==== Trecho selecionado ====

Só se suicidam os otimistas, os otimistas que não conseguem mais sê-lo. Os outros, não tendo nenhuma razão para viver, por que a teriam para morrer? (Silogismos da amargura)
Poucas são as filosofias capazes de equilibrar, numa rara harmonia na tensão, os princípios ontológicos antinômicos da necessidade e da contingência; ora necessidade, ora contingência, ou uma ou outra, dificilmente necessidade-contingência — negligenciando-se quase sempre um oposto complementar sem o qual o princípio escolhido não teria nenhuma razão de ser.
Diz-se que o drama do sujeito moderno é a sua inaptidão para lidar com (cope with) a contingência ontológica radical da existência, da sua existência. Mas, quanta necessidade não oculta, não pressupõe essa dramática contingência?
Por outro lado, as filosofias fatalistas/deterministas — a afirmar a necessidade do dado, do fatum, a rigidez inexorável de uma lei ou ordem universal — podem muitas vezes perder de vista o caráter contingente, acidental, fortuito, casual, da existência, desse ou daquele acontecimento, ou mesmo de um determinado “destino”.

==== Dados fornecidos ====

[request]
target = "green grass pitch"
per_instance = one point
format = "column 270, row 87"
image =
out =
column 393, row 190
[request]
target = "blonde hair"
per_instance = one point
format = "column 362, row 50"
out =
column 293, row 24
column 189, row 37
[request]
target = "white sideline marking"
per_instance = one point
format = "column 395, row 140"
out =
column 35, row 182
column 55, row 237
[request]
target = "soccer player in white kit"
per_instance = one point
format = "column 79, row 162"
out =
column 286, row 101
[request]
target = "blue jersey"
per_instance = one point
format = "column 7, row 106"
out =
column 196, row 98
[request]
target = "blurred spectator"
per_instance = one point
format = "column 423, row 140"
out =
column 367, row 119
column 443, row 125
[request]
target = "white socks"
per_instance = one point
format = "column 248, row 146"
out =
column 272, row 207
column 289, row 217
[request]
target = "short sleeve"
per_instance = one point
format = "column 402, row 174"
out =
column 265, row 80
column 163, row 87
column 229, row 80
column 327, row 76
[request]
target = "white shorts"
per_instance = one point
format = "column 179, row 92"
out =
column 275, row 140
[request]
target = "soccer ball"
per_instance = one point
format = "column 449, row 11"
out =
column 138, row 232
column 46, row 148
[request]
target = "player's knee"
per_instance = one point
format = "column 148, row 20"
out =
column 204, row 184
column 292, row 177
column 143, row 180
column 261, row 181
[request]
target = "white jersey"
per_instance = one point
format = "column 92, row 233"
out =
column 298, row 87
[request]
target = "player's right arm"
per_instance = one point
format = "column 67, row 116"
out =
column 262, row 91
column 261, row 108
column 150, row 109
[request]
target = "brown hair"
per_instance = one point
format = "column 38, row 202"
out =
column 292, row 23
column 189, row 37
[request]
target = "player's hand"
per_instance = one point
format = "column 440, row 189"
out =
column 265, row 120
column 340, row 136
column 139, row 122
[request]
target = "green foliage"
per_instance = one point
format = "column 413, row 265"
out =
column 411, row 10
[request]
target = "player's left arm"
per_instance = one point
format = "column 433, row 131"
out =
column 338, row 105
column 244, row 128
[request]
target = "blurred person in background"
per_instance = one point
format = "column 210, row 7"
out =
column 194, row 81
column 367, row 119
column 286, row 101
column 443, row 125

====

▶ Tarefa escrita 1
Resuma em duas frases o trecho sobre necessidade e contingência.
▶ Tarefa escrita 2
Selecione todas as linhas dos dados que contêm a palavra "player", levando em conta a diferença entre maiúsculas e minúsculas.

▶ Resposta correta 1
Poucas filosofias conseguem equilibrar os princípios antinômicos da necessidade e da contingência, e quase sempre negligenciam um oposto complementar sem o qual o princípio escolhido não teria razão de ser. Diz-se que o sujeito moderno não sabe lidar com a contingência radical da existência, embora essa contingência pressuponha necessidade, enquanto as filosofias fatalistas, ao afirmar a necessidade, podem perder de vista o caráter contingente da existência.

▶ Resposta correta 2
target = "soccer player in white kit"
target = "player's knee"
target = "player's right arm"
target = "player's hand"
target = "player's left arm"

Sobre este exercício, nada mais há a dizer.